[Natural language region descriptions]
-- -- --
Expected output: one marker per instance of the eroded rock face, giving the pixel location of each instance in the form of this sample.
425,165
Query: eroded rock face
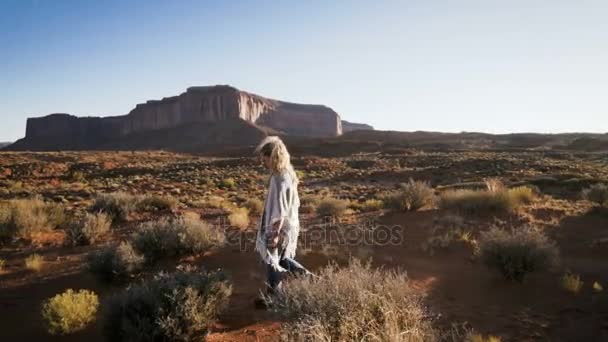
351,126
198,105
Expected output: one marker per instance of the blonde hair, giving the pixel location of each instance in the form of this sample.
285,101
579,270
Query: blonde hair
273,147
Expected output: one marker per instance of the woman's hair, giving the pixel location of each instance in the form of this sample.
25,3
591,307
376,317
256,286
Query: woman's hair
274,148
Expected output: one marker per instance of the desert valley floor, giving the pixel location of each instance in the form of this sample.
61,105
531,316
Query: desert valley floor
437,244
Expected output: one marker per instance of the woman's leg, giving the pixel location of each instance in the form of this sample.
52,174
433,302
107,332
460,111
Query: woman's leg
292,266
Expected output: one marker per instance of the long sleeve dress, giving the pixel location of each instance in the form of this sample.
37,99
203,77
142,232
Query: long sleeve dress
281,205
-- -- --
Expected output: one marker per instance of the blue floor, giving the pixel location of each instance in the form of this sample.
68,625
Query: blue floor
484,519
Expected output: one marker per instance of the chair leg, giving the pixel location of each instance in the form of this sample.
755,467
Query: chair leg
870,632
-- -- --
Work instructions> Go through the entries and copy every line with "this".

Answer box>
Expected output: one marker per instance of the eroded rock face, giving the pixel location of each instance in the form of this sample.
Expected output: one marker per instance of the blonde hair, giving the pixel location of each instance in the form of this sample.
Expected output: one marker per instance of the woman's hair, giving the pixel location of each instance in the form of this sample.
Expected output: one marker per instance of the desert valley floor, giving the pixel location of each instance in the form of this sample.
Expected output: one marker per instance of the woman's leg, giving the pixel location of each instance in the form of this sample.
Expected output: one marker per instance of the long sleeve dress, giving the pixel location of each instance in the form of this sample.
Expected output: one marker per instance of the blue floor, giving the pixel location of each instance in the form of this sample.
Expected output: one marker per instance of the chair leg, giving the pixel location of each instance in the form of this sample.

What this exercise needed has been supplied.